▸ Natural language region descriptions
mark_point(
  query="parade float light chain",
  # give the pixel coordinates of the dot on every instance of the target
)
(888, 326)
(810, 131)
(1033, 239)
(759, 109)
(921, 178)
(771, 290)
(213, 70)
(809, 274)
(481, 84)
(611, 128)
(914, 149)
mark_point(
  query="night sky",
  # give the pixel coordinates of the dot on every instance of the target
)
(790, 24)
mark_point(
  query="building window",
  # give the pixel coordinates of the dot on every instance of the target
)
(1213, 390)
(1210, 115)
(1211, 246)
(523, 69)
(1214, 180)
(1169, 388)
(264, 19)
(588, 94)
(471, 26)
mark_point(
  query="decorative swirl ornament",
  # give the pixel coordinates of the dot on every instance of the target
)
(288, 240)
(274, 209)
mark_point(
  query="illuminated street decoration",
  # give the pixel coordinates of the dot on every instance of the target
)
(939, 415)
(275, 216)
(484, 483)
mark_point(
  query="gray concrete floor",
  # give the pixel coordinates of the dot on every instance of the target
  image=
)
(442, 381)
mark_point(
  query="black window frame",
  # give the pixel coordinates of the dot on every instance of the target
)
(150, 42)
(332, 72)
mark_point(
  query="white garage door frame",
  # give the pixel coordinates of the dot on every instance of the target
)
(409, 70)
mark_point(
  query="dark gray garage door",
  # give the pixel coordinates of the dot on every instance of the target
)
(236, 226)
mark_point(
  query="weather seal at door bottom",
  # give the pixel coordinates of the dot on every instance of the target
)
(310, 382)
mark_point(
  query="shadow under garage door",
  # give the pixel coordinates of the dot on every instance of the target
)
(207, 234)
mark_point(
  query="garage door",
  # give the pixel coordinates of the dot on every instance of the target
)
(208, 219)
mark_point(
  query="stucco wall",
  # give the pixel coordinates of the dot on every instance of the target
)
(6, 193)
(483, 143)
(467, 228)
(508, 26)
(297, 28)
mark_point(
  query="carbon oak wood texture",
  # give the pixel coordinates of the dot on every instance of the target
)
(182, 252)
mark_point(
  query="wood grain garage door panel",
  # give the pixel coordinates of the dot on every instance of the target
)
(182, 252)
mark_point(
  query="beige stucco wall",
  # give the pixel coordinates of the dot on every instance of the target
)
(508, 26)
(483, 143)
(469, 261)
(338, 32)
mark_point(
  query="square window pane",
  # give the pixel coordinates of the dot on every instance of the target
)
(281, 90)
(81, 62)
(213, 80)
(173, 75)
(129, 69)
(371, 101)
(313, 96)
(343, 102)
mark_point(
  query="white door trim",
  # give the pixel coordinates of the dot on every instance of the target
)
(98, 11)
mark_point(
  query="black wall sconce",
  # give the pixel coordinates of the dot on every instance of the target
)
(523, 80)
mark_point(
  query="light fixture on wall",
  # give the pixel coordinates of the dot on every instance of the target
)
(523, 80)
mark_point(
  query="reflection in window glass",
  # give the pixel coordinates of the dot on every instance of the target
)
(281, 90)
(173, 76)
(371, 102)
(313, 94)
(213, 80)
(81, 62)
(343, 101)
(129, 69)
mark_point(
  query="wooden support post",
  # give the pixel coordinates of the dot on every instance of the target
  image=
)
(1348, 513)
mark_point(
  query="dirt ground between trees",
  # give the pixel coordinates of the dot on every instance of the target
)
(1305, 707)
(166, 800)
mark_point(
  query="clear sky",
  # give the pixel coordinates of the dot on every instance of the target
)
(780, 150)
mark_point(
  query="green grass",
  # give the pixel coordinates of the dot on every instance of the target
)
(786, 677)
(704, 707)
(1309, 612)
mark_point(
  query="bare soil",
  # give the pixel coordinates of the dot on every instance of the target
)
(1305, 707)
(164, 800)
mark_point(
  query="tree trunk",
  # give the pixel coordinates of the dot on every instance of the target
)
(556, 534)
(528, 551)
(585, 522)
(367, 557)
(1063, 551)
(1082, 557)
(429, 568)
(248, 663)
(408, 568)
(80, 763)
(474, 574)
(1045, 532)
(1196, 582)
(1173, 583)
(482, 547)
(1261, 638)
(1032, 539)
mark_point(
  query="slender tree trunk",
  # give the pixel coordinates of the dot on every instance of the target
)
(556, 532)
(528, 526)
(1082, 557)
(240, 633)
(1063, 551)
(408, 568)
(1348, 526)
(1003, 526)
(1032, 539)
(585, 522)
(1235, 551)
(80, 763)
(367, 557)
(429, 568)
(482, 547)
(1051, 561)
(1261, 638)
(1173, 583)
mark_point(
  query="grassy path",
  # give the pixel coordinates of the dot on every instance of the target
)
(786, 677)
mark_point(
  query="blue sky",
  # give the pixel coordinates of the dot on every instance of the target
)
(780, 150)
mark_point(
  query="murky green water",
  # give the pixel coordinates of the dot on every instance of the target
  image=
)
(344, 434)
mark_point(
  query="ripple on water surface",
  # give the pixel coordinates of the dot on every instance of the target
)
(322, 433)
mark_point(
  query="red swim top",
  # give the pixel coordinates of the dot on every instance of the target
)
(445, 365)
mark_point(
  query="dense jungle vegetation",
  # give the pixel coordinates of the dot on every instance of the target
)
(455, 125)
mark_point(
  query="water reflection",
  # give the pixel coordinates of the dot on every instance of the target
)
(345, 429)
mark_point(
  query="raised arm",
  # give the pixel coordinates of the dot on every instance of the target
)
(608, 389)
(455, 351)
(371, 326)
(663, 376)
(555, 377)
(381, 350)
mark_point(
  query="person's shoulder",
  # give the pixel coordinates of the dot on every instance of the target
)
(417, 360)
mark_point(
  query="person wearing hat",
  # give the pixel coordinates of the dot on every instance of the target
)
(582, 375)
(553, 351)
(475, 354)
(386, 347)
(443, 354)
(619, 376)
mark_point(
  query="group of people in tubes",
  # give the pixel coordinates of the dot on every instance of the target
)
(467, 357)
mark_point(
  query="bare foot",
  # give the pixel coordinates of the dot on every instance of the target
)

▸ Work to be completed
Copy out the records in full, matching every line character for character.

▸ Result of this exercise
mark_point(
  query="parade float light chain",
  # give the pixel coordinates of the dot on every instance of the target
)
(888, 326)
(810, 131)
(1033, 239)
(759, 109)
(921, 178)
(771, 290)
(213, 70)
(809, 274)
(481, 84)
(611, 128)
(914, 149)
mark_point(
  query="night sky",
  # give the pixel coordinates of the dot on every instance of the target
)
(790, 24)
mark_point(
  query="building window",
  # give the pixel coordinates of the dot on every instance of the target
)
(1213, 390)
(1210, 115)
(1211, 246)
(523, 69)
(1214, 180)
(1169, 388)
(264, 19)
(588, 94)
(471, 26)
mark_point(
  query="decorative swirl ornament",
  # give the pixel coordinates of the dot on every instance of the target
)
(288, 240)
(274, 209)
mark_point(
  query="illuminated street decoration",
  # give the pixel coordinates of the dot on every instance of the target
)
(939, 415)
(275, 216)
(484, 483)
mark_point(
  query="gray concrete floor",
  # give the pixel coordinates of the dot on every instance of the target
  image=
)
(442, 381)
mark_point(
  query="black window frame",
  # give the pixel coordinates of the dot on every instance of the target
)
(150, 42)
(332, 72)
mark_point(
  query="white garage door frame",
  # give the pixel coordinates of the dot on every instance of the target
)
(409, 70)
mark_point(
  query="dark gray garage door",
  # give the pixel coordinates of the dot on every instance of the target
)
(236, 226)
mark_point(
  query="weather seal at door bottom",
  # give the pixel coordinates of the dot on every instance of the target
)
(310, 382)
mark_point(
  query="shadow under garage door",
  # give the pixel coordinates of the dot on every instance of the target
)
(207, 234)
mark_point(
  query="garage door",
  # give the pixel coordinates of the dot on every instance of the target
)
(208, 219)
mark_point(
  query="stucco wall",
  # give the pixel coordinates of the dot on every instance of the target
)
(6, 193)
(483, 143)
(467, 228)
(508, 26)
(297, 28)
mark_point(
  query="carbon oak wood texture",
  # give the pixel coordinates of the dot on every instance of the target
)
(182, 252)
mark_point(
  query="wood grain garage door panel",
  # give the pixel coordinates of the dot on every instance of the target
)
(182, 252)
mark_point(
  query="beige stucco wall",
  # give the pixel coordinates of the dot on every instance of the target
)
(508, 26)
(483, 143)
(469, 261)
(338, 32)
mark_point(
  query="square window pane",
  # give the pixel coordinates of the dot on every instance of the target
)
(281, 90)
(81, 62)
(213, 80)
(173, 75)
(129, 69)
(371, 101)
(313, 96)
(343, 102)
mark_point(
  query="white door trim",
  # give the pixel coordinates of the dot on every instance of the target
)
(98, 11)
mark_point(
  query="black wall sconce",
  # give the pixel coordinates of the dot on every instance of the target
)
(523, 80)
mark_point(
  query="light fixture on wall",
  # give the pixel coordinates of the dot on every instance of the target
)
(523, 80)
mark_point(
  query="reflection in window glass",
  # give the pixel coordinates of the dot on every instance of the target
)
(281, 90)
(173, 76)
(371, 102)
(313, 94)
(213, 80)
(81, 62)
(343, 101)
(129, 69)
mark_point(
  query="wooden support post",
  # give the pixel coordinates of the dot on every instance of the target
  image=
)
(1348, 513)
mark_point(
  query="dirt ground between trees",
  # give the pixel coordinates of the dot on every instance of the target
)
(1305, 707)
(166, 800)
mark_point(
  query="clear sky",
  # give the pixel coordinates of the dot on every instance of the target
)
(780, 150)
mark_point(
  query="green grass",
  # give the pixel coordinates of the dot on every instance of the target
)
(786, 677)
(704, 707)
(1309, 612)
mark_point(
  query="bare soil",
  # give the pixel coordinates of the dot on every instance of the target
)
(1305, 707)
(164, 800)
mark_point(
  query="tree trunk",
  # give the pixel coordinates of the dot on every instance of the target
)
(556, 534)
(528, 551)
(585, 522)
(367, 557)
(1063, 551)
(1082, 557)
(429, 568)
(248, 663)
(408, 568)
(80, 763)
(474, 574)
(1045, 532)
(1196, 582)
(1173, 583)
(482, 547)
(1261, 638)
(1032, 539)
mark_point(
  query="slender tree trunk",
  # give the pixel coordinates of the dot on every instance of the target
)
(556, 532)
(528, 526)
(1082, 557)
(240, 633)
(1063, 551)
(408, 568)
(1348, 526)
(1003, 526)
(1032, 539)
(585, 522)
(1235, 551)
(80, 763)
(367, 557)
(429, 568)
(482, 547)
(1051, 561)
(1261, 638)
(1173, 583)
mark_point(
  query="grassy path",
  # give the pixel coordinates of the dot on every instance of the target
)
(786, 677)
mark_point(
  query="blue sky",
  # give the pixel coordinates of the dot on every instance of the target
)
(780, 150)
mark_point(
  query="murky green water",
  # give the pixel coordinates of the dot on every instance of the target
  image=
)
(344, 434)
mark_point(
  query="ripple on water surface",
  # give the pixel coordinates of the dot on every instance of the target
)
(322, 433)
mark_point(
  query="red swim top",
  # give the pixel coordinates of the dot on every instance of the target
)
(445, 365)
mark_point(
  query="dense jungle vegetation",
  # give the pixel coordinates of the dot on every instance of the target
)
(455, 125)
mark_point(
  query="water reflection",
  # give the pixel coordinates of the dot on every instance of the target
)
(345, 429)
mark_point(
  query="raised arm",
  # give the pixel coordinates of the dot on every instance of the target
)
(608, 389)
(455, 351)
(371, 326)
(663, 376)
(555, 377)
(381, 350)
mark_point(
  query="person's shoulder",
  # give the pixel coordinates of the dot on every instance of the target
)
(417, 360)
mark_point(
  query="person wearing hat",
  # give the pixel coordinates of the dot on every instance of the target
)
(582, 375)
(553, 351)
(475, 354)
(386, 347)
(443, 354)
(619, 376)
mark_point(
  query="group of people in tubes",
  # give the pixel coordinates of the dot on every instance of the target
)
(467, 357)
mark_point(
  query="bare foot",
  # give the pixel coordinates of the dot on every instance of the target
)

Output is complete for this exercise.